Task statement: These entries must be printed again exactly as they are.

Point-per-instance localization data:
····················

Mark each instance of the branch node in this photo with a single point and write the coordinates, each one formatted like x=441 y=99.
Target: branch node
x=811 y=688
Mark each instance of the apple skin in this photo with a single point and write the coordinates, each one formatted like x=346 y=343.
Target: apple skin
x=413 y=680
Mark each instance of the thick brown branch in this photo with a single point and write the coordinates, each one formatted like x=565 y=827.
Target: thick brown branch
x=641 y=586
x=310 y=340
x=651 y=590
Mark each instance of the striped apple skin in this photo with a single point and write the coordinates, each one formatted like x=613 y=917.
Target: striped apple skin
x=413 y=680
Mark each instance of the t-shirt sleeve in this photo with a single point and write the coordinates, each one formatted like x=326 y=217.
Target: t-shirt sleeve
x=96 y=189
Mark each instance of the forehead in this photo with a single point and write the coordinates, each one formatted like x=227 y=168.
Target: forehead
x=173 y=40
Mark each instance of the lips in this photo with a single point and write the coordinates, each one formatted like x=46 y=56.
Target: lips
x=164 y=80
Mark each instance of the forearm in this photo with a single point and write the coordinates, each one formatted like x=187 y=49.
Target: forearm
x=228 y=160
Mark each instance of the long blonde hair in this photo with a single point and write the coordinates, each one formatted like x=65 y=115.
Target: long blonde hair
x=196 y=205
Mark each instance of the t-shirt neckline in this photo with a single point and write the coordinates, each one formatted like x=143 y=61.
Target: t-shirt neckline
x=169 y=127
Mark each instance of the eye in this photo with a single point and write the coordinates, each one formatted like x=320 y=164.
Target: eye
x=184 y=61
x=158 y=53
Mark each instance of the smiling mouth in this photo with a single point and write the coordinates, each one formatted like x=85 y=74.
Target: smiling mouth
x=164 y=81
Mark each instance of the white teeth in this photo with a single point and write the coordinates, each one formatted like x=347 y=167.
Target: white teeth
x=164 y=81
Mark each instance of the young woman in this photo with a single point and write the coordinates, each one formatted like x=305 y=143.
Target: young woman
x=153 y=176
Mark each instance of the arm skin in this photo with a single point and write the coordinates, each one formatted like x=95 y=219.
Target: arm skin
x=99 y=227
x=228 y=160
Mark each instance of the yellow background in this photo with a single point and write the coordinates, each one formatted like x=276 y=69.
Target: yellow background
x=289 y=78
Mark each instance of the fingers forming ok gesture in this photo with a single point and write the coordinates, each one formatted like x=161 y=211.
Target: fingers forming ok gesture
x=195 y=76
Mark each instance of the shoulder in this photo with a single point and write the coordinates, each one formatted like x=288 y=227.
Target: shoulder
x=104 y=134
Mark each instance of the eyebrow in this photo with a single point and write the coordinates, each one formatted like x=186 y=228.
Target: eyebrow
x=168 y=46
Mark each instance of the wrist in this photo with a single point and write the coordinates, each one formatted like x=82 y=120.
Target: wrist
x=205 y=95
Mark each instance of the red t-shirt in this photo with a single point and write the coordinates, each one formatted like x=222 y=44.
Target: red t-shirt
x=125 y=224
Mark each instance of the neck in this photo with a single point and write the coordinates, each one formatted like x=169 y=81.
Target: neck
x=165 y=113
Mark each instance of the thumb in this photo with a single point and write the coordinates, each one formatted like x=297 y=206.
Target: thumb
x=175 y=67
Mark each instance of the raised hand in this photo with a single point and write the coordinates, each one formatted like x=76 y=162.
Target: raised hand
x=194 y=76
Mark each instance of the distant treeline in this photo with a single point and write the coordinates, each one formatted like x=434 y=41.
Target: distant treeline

····················

Exercise solution:
Mark each instance of the branch node in this photo with a single point and write the coordinates, each one formatted like x=441 y=99.
Target: branch node
x=811 y=688
Mark each instance of the apple skin in this photo with a single point and write the coordinates, each one formatted like x=346 y=343.
Target: apple skin
x=413 y=680
Mark each instance of the thick brown branch in this photo with a single point and write the coordinates, each one formatted like x=565 y=827.
Target: thick brown branch
x=641 y=586
x=310 y=340
x=651 y=590
Mark each instance of the striped apple skin in this photo with a single point and write the coordinates, each one formatted like x=613 y=917.
Target: striped apple skin
x=413 y=680
Mark each instance of the t-shirt sleeve in this photo with a single point and write the coordinates, each one formatted like x=326 y=217.
Target: t-shirt sleeve
x=96 y=189
Mark each instance of the forehead in this photo with a single point and write the coordinates, each one formatted like x=227 y=168.
Target: forehead
x=173 y=40
Mark each instance of the lips in this photo with a single point and write the coordinates, each one formatted like x=46 y=56.
Target: lips
x=164 y=80
Mark each instance of the forearm in this photo with a single point and write the coordinates, each one formatted like x=187 y=49.
Target: forearm
x=228 y=160
Mark each instance of the long blonde hair in this photo with a single point and write the coordinates, each one formatted like x=65 y=115.
Target: long blonde hair
x=196 y=205
Mark each instance of the t-shirt neckline in this photo with a single point and write the coordinates, each one formatted like x=143 y=61.
Target: t-shirt neckline
x=169 y=127
Mark each instance of the eye in this photo with a single point and write the coordinates, each one formatted like x=320 y=164.
Target: eye
x=184 y=61
x=158 y=53
Mark each instance of the smiling mouth in this photo with a single point and write the coordinates, each one formatted like x=85 y=74.
Target: smiling mouth
x=164 y=81
Mark each instance of the white teeth in this photo with a single point and write the coordinates, each one formatted like x=347 y=167.
Target: white teeth
x=164 y=81
Mark each instance of the young woman in this photo with a single point and write the coordinates, each one formatted like x=305 y=143.
Target: young woman
x=153 y=176
Mark each instance of the arm skin in this photo with a single point and write the coordinates, each one formatted like x=95 y=219.
Target: arm skin
x=99 y=227
x=228 y=160
Mark each instance of the yellow background in this photo with a single point and write the coordinates, each one formatted like x=276 y=69.
Target: yellow background
x=289 y=78
Mark each instance of the fingers forming ok gesture in this photo with a single point and write the coordinates, each one formatted like x=161 y=211.
Target: fingers forming ok gesture
x=195 y=76
Mark each instance of the shoulder in this photo with a single point and write the coordinates, each one formatted like x=288 y=227.
Target: shoulder
x=104 y=134
Mark each instance of the eyebrow in this photo with a single point and write the coordinates, each one formatted like x=186 y=228.
Target: eyebrow
x=168 y=46
Mark each instance of the wrist in this photo with a single point and write the coordinates, each one formatted like x=82 y=120.
Target: wrist
x=205 y=95
Mark each instance of the red t-shirt in this photo with a single point and write the coordinates, each one formatted like x=222 y=44.
Target: red t-shirt
x=125 y=224
Mark each instance of the neck in this photo with a single point and write the coordinates, each one formatted like x=169 y=81.
Target: neck
x=165 y=113
Mark each instance of the thumb in this photo with a single point and write the coordinates, each one formatted like x=297 y=206.
Target: thumb
x=175 y=67
Mark each instance of the raised hand in this photo with a single point and write the coordinates, each one formatted like x=76 y=162.
Target: raised hand
x=194 y=76
Mark each instance of the distant treeline in this photo with a single point and write the coordinates, each one formatted like x=434 y=41.
Target: distant treeline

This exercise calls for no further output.